# RECORDS SHOWN:
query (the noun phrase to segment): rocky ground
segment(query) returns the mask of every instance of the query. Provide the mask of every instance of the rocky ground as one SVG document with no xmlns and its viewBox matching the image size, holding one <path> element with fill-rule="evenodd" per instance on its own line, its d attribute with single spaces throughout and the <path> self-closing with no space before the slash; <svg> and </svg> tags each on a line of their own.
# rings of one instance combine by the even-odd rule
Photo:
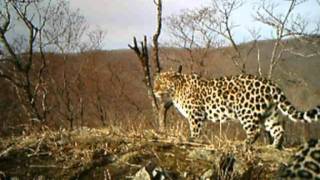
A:
<svg viewBox="0 0 320 180">
<path fill-rule="evenodd" d="M 0 179 L 274 179 L 295 148 L 82 128 L 0 139 Z"/>
</svg>

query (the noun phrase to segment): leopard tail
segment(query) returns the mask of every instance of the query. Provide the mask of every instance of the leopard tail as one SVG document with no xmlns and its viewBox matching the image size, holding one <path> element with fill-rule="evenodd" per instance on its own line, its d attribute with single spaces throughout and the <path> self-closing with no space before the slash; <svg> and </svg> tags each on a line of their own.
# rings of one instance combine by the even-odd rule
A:
<svg viewBox="0 0 320 180">
<path fill-rule="evenodd" d="M 320 105 L 308 111 L 299 111 L 288 101 L 284 93 L 281 93 L 276 99 L 276 104 L 282 114 L 288 116 L 294 122 L 311 123 L 320 120 Z"/>
</svg>

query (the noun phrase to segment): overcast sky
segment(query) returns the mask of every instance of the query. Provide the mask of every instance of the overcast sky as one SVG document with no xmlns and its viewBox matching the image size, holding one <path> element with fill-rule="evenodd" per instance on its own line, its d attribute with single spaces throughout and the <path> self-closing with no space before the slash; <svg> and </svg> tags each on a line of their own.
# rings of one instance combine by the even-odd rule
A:
<svg viewBox="0 0 320 180">
<path fill-rule="evenodd" d="M 156 27 L 156 7 L 153 0 L 70 0 L 71 7 L 79 8 L 87 18 L 89 25 L 98 26 L 107 31 L 105 49 L 127 48 L 132 37 L 142 39 L 143 35 L 151 37 Z M 163 0 L 163 16 L 178 14 L 182 9 L 192 9 L 210 3 L 211 0 Z M 253 3 L 246 3 L 238 10 L 233 21 L 240 25 L 237 29 L 238 41 L 248 39 L 247 29 L 257 26 L 252 24 Z M 299 13 L 309 19 L 320 19 L 320 6 L 309 1 L 299 8 Z M 270 30 L 259 27 L 264 38 L 270 37 Z M 165 29 L 165 28 L 164 28 Z M 168 39 L 163 32 L 161 40 Z"/>
</svg>

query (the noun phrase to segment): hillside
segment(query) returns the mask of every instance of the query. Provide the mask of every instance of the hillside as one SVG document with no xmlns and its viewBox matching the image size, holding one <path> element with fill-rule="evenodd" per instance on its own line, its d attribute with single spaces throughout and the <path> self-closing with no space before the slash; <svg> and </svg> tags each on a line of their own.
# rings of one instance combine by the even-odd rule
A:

# WHAT YOU SHOULD DO:
Please locate every line in the records that contains the word "noun" and copy each one, matching case exactly.

# RESPONSE:
query (the noun phrase to segment): rocky ground
query (the noun phrase to segment): leopard tail
query (the noun phrase to segment): overcast sky
query (the noun phrase to segment): hillside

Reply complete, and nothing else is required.